■ TASKS TO PERFORM
a. According to the Settle-area event notices, what do tickets for the Settle Orchestra concerts cost?
b. Continue the Settle-area event notices from where they stop.

■ EXERCISE PASSAGE
Settle Orchestra will be hoping to conjure “Summer Magic” with their concerts at Christ Church, Skipton on June 18 and at Settle Parish Church on June 25th. Both concerts commence at  7.30pm and tickets cost £8 available at Cave&Crag, Settle, Settle Music, Alley Books, Skipton Camera Centre, Bentham Post Office and Clitheroe Music. The concerts will feature a solo flute performance by Vahan Salorian, who will shortly be leaving the Orchestra to continue his studies elsewhere and also a movement of Bach’s Double Violin concerto performed by Tracy  Keeler (leader) and her 7-year-old daughter. These will be Tracey’s last performances with the orchestra prior to standing down as leader.



St Alkelda’s annual garden party will take place at the Vicarage in Giggleswick on 18 June between 2-4 pm. There will be children’s games and activities and entertainment from the pupils of Giggleswick Primary School plus a range of stalls. Home made refreshments will be served throughout the day. All welcome.

■ PROVIDED RECORDS
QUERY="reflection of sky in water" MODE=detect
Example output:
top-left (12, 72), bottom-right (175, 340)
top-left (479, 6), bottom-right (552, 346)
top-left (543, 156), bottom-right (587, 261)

■ TASK-BY-TASK RESULTS
a. £8

b.
The South African tea which unfortunately had to be postponed earlier in the year has been rescheduled for Sunday, 19 June at 3pm at Settle Parish Church.  Gillian Gape, a member of Holy Ascension’s congregation and retired Headteacher/Education Adviser, has developed close links with a school in Eastern Cape, South Africa and in March visited again to promote international partnerships for Settle Primary School. On her return we anticipated that she would be accompanied by Mama Kulukazi Xuza with whom she had been staying.  Sadly, Mama Xuza was not able to secure a visa in time, but she now has, and will be staying in Settle this coming June.  She was formerly Sister in Charge of the Maternity Ward at Victoria Hospital, Alice, in Easter Cape and is a devout Christian who works tirelessly for her church, her local branch of the Mothers’ Union and “her people”. Churches Together in Settle and District extend an “OPEN INVITATION” to anyone who would like to meet Mama Xuza and hear about her life, her work, her faith to join us for Afternoon Tea with a South African flavour!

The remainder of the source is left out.